# TASK DATA
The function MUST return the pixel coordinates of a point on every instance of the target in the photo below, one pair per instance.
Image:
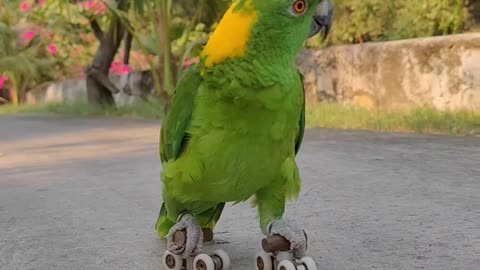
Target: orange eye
(299, 6)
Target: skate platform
(84, 193)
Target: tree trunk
(100, 89)
(165, 47)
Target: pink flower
(52, 48)
(190, 62)
(28, 36)
(24, 6)
(90, 4)
(3, 79)
(126, 69)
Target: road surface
(84, 193)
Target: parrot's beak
(323, 19)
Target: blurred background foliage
(47, 40)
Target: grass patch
(422, 120)
(324, 115)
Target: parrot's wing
(173, 136)
(302, 119)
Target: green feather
(233, 130)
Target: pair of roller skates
(276, 255)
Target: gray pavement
(85, 193)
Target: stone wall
(443, 72)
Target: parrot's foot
(185, 238)
(184, 242)
(284, 248)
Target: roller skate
(277, 255)
(218, 260)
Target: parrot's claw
(192, 237)
(291, 232)
(284, 248)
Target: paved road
(84, 194)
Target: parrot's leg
(194, 236)
(271, 207)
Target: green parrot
(237, 120)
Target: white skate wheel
(171, 261)
(203, 262)
(224, 258)
(309, 263)
(286, 265)
(263, 261)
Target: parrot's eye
(299, 7)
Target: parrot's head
(270, 29)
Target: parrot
(236, 122)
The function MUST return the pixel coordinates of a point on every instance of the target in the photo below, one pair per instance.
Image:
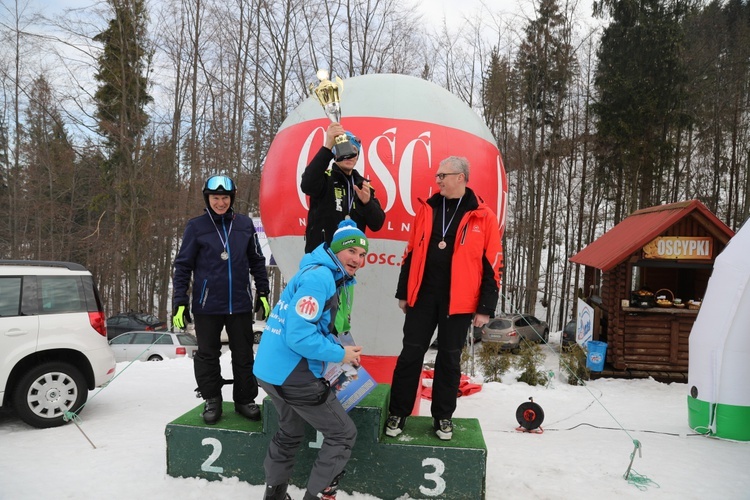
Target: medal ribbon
(445, 228)
(224, 243)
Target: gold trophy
(328, 93)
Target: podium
(416, 463)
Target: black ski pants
(429, 311)
(206, 362)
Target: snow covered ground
(583, 453)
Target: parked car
(258, 326)
(500, 330)
(129, 322)
(568, 336)
(506, 328)
(53, 340)
(153, 346)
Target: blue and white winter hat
(348, 235)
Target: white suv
(53, 340)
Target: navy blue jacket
(219, 286)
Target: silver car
(153, 346)
(509, 330)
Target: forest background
(113, 114)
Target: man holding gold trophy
(336, 190)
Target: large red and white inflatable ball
(407, 126)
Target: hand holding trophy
(328, 94)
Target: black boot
(212, 410)
(277, 492)
(248, 410)
(329, 493)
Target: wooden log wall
(654, 341)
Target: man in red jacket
(449, 279)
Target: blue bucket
(597, 353)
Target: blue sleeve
(257, 262)
(184, 264)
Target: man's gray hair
(458, 164)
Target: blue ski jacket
(298, 339)
(219, 286)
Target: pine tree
(121, 99)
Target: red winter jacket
(476, 262)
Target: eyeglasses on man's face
(442, 176)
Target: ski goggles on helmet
(219, 182)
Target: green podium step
(416, 463)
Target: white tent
(719, 367)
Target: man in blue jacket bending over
(297, 343)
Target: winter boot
(277, 492)
(329, 493)
(248, 410)
(212, 410)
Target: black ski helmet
(219, 184)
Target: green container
(732, 422)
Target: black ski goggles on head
(218, 182)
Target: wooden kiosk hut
(645, 279)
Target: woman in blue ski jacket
(219, 252)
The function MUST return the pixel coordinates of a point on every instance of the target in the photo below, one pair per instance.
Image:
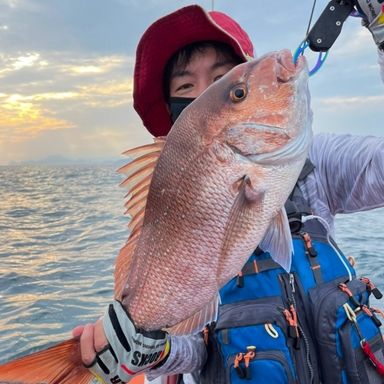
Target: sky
(66, 72)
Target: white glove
(130, 350)
(373, 18)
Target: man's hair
(181, 59)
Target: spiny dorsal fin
(196, 322)
(139, 174)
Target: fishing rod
(326, 30)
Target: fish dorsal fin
(278, 240)
(197, 321)
(139, 174)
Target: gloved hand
(373, 19)
(130, 350)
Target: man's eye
(218, 77)
(184, 87)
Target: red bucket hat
(164, 38)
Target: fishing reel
(326, 30)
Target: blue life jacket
(312, 325)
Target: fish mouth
(287, 70)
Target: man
(347, 175)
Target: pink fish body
(216, 192)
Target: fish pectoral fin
(197, 321)
(245, 209)
(278, 240)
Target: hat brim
(160, 41)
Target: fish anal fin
(197, 321)
(278, 240)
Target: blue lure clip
(320, 59)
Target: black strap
(257, 266)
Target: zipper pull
(247, 357)
(368, 312)
(238, 367)
(293, 329)
(372, 288)
(344, 288)
(292, 282)
(240, 280)
(311, 251)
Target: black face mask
(177, 104)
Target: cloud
(76, 83)
(352, 103)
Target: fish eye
(238, 93)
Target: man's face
(203, 69)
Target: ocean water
(61, 228)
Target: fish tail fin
(58, 364)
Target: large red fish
(201, 202)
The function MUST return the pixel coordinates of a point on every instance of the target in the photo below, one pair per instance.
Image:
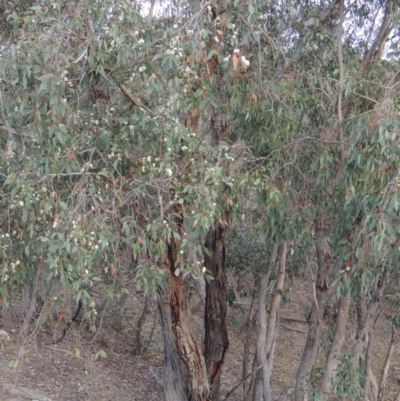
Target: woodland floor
(68, 371)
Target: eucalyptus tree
(126, 133)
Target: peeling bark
(386, 365)
(336, 347)
(267, 334)
(321, 292)
(216, 341)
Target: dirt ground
(74, 369)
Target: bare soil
(36, 369)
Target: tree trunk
(265, 348)
(321, 291)
(30, 295)
(262, 375)
(175, 380)
(386, 365)
(336, 347)
(246, 348)
(216, 341)
(186, 347)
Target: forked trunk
(216, 340)
(267, 333)
(184, 343)
(321, 291)
(175, 378)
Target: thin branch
(341, 77)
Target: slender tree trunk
(370, 385)
(321, 291)
(216, 341)
(265, 349)
(261, 377)
(247, 342)
(386, 365)
(336, 347)
(186, 347)
(30, 298)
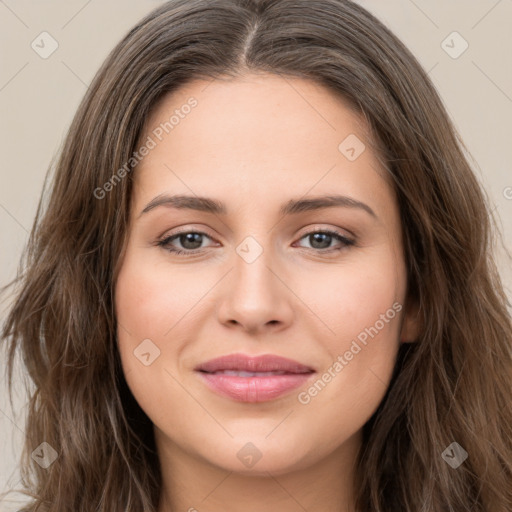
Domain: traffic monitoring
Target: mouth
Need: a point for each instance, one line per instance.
(253, 379)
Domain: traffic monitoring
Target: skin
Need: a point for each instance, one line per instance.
(254, 143)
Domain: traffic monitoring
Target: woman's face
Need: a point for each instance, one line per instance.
(283, 161)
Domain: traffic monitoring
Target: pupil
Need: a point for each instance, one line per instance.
(189, 237)
(318, 237)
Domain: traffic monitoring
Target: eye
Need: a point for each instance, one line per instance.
(321, 240)
(191, 242)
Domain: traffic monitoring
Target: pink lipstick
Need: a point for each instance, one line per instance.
(253, 379)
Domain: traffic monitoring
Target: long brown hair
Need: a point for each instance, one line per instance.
(453, 385)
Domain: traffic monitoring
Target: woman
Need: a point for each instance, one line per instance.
(367, 371)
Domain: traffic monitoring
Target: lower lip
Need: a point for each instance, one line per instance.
(254, 389)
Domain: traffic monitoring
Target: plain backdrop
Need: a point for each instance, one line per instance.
(38, 97)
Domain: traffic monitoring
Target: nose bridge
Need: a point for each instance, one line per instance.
(253, 295)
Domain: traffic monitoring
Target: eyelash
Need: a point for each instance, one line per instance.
(347, 242)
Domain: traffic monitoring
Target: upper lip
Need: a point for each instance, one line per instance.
(263, 363)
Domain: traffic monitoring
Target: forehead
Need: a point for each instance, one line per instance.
(255, 137)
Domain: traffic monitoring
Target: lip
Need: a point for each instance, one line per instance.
(259, 388)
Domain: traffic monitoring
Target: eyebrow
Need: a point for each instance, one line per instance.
(293, 206)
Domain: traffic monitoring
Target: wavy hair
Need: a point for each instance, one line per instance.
(452, 385)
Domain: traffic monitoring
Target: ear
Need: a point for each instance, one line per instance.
(410, 322)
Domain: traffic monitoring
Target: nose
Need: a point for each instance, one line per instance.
(255, 296)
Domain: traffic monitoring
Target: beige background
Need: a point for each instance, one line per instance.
(38, 98)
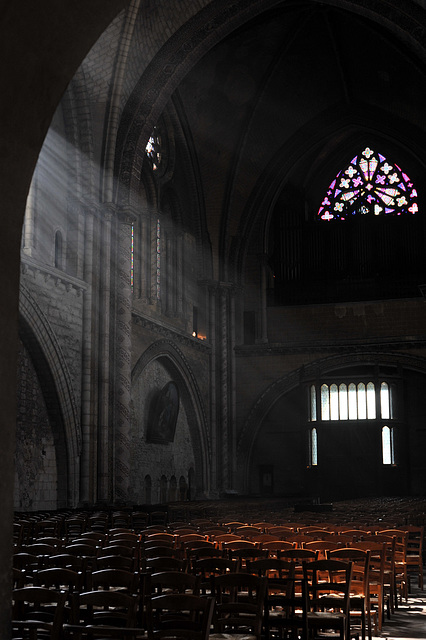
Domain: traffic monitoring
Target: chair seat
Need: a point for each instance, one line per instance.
(232, 636)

# TO DO
Transcribe all of the data above exactly; no picture belongs in the copy.

# OUTPUT BELOW
The function MUST return the pixel coordinates of a point on every instance of the target in the photo below, one pair per instance.
Image:
Target: orange eye
(299, 6)
Target: skate platform
(84, 193)
Target: tree trunk
(100, 89)
(165, 47)
Target: pink flower
(52, 48)
(190, 62)
(28, 36)
(24, 6)
(90, 4)
(3, 79)
(126, 69)
Target: road surface
(84, 193)
Target: parrot's beak
(323, 19)
Target: blurred background foliage
(47, 40)
Target: grass patch
(422, 120)
(324, 115)
Target: parrot's wing
(173, 136)
(302, 119)
Target: green feather
(233, 130)
Target: pair of roller skates
(276, 255)
Target: gray pavement
(85, 193)
Target: stone wall
(443, 72)
Target: parrot's foot
(185, 238)
(184, 242)
(284, 248)
Target: roller skate
(277, 255)
(218, 260)
Target: parrot's claw
(192, 237)
(291, 232)
(284, 248)
Target: paved road
(84, 194)
Target: parrot's leg
(194, 236)
(271, 207)
Target: green parrot
(237, 120)
Target: white skate wheel
(171, 261)
(203, 262)
(224, 258)
(309, 263)
(286, 265)
(263, 261)
Target: parrot's eye
(299, 7)
Target: parrot's head
(270, 29)
Target: parrot
(236, 122)
The function MUST return the pixel coordinates of a point on every instance of the target in the photo below, one pair per instance.
Image:
Target: medal ribbon
(445, 228)
(224, 243)
Target: gold trophy
(328, 93)
Target: podium
(416, 463)
Target: black ski pants
(429, 311)
(206, 362)
Target: snow covered ground
(583, 453)
Target: parked car
(258, 326)
(500, 330)
(129, 322)
(568, 336)
(506, 328)
(53, 340)
(153, 346)
Target: blue and white winter hat
(348, 235)
Target: white suv
(53, 340)
Target: navy blue jacket
(219, 286)
Target: silver car
(153, 346)
(509, 330)
Target: forest background
(113, 114)
Target: man holding gold trophy
(336, 190)
Target: large red and white inflatable ball
(407, 126)
Target: hand holding trophy
(328, 94)
Target: black boot
(212, 410)
(277, 492)
(248, 410)
(329, 493)
Target: wooden log wall
(654, 341)
Target: man in red jacket
(449, 279)
Target: blue bucket
(597, 353)
Target: blue sleeve
(257, 262)
(184, 264)
Target: man's gray hair
(458, 164)
Target: blue ski jacket
(298, 339)
(219, 286)
Target: pine tree
(121, 99)
Target: red winter jacket
(476, 262)
Target: eyeglasses on man's face
(442, 176)
Target: ski goggles on helmet
(219, 182)
Target: green podium step
(416, 463)
Target: white tent
(719, 367)
Target: man in blue jacket bending over
(297, 343)
Target: winter boot
(277, 492)
(329, 493)
(248, 410)
(212, 410)
Target: black ski helmet
(219, 184)
Target: green container
(732, 422)
Target: black ski goggles on head
(218, 182)
Target: wooden kiosk hut
(645, 279)
Target: woman in blue ski jacket
(219, 252)
The function MUST return the pixel coordinates of a point on every instance of the target in the photo below, one pair per instance.
Image:
Target: sky
(66, 72)
Target: white glove
(130, 350)
(373, 18)
Target: man's hair
(181, 59)
Target: spiny dorsal fin
(196, 322)
(139, 174)
Target: fishing rod
(326, 30)
Target: fish dorsal fin
(278, 240)
(197, 321)
(139, 174)
Target: gloved hand
(373, 19)
(130, 350)
Target: man's eye
(218, 77)
(184, 87)
Target: red bucket hat
(164, 38)
Target: fishing reel
(326, 30)
Target: blue life jacket
(312, 325)
Target: fish mouth
(287, 70)
Target: man
(347, 175)
Target: pink fish body
(216, 192)
Target: fish pectoral fin
(197, 321)
(245, 209)
(278, 240)
Target: hat brim
(160, 41)
Target: fish anal fin
(197, 321)
(278, 240)
Target: blue lure clip
(320, 59)
Target: black strap
(257, 266)
Target: zipper pull
(247, 357)
(368, 312)
(238, 367)
(293, 329)
(372, 288)
(344, 288)
(292, 282)
(240, 280)
(311, 251)
Target: black face mask
(177, 104)
Target: cloud
(76, 83)
(352, 103)
Target: fish eye
(238, 93)
Target: man's face
(203, 69)
Target: ocean water
(61, 228)
Target: fish tail fin
(58, 364)
Target: large red fish
(201, 202)
The function MUST return the pixel coordinates of a point on every instance of the target in the photo below, one pair per instance.
Image:
Target: woodland floor
(68, 371)
Target: eucalyptus tree
(126, 133)
Target: peeling bark
(386, 365)
(336, 347)
(267, 334)
(321, 292)
(216, 341)
Target: dirt ground
(74, 369)
Target: bare soil
(36, 369)
Target: tree trunk
(265, 348)
(321, 291)
(30, 295)
(262, 375)
(175, 380)
(386, 365)
(336, 347)
(246, 348)
(216, 341)
(186, 347)
Target: forked trunk
(216, 340)
(267, 333)
(184, 343)
(321, 291)
(175, 378)
Target: thin branch
(341, 77)
Target: slender tree trunk
(370, 385)
(321, 291)
(216, 341)
(265, 349)
(261, 377)
(247, 342)
(386, 365)
(336, 347)
(186, 347)
(30, 298)
Domain: traffic monitoring
Target: mouth
Need: a point for each instance, one line per instance.
(253, 379)
Domain: traffic monitoring
Target: skin
Need: a point for each instance, one line per instance.
(254, 143)
Domain: traffic monitoring
Target: woman's face
Need: a point for each instance, one line per instance.
(283, 161)
Domain: traffic monitoring
Target: pupil
Need: a point for each instance, one line per instance.
(189, 237)
(318, 237)
Domain: traffic monitoring
Target: eye
Need: a point for each instance, one line per instance.
(321, 240)
(191, 242)
Domain: traffic monitoring
Target: pink lipstick
Need: a point for each instance, one line per instance.
(253, 379)
Domain: traffic monitoring
Target: long brown hair
Need: a point for each instance, one line per instance.
(453, 385)
Domain: traffic monitoring
Target: woman
Need: a point for each instance, one line per instance.
(367, 371)
Domain: traffic monitoring
Target: lower lip
Need: a point for each instance, one line per instance.
(254, 389)
Domain: traffic monitoring
Target: plain backdrop
Need: a point for each instance, one line per instance.
(38, 97)
Domain: traffic monitoring
Target: nose bridge
Need: a point for each instance, one line per instance.
(253, 295)
Domain: traffic monitoring
Target: eyelash
Need: a point for each instance, one line per instance.
(347, 242)
Domain: traffic monitoring
Target: upper lip
Need: a point for each instance, one line per instance.
(263, 363)
Domain: traffic monitoring
Target: forehead
Need: a point for each instance, one line per instance.
(255, 137)
Domain: traffic monitoring
Target: lip
Need: a point for each instance, one line per instance.
(259, 388)
Domain: traffic monitoring
Target: eyebrow
Need: a point for each instance, one line per instance.
(293, 206)
Domain: traffic monitoring
Target: wavy hair
Need: a point for each instance, one line per instance.
(452, 385)
Domain: traffic monitoring
Target: ear
Need: a point for each instance, one line per instance.
(410, 322)
Domain: traffic monitoring
Target: nose
Need: a point for each instance, one line per instance.
(255, 296)
Domain: traffic monitoring
Target: beige background
Need: a point for each instance, one line per instance.
(38, 98)
Domain: traffic monitoring
Target: chair seat
Need: a point for each instance, one line per instance.
(232, 636)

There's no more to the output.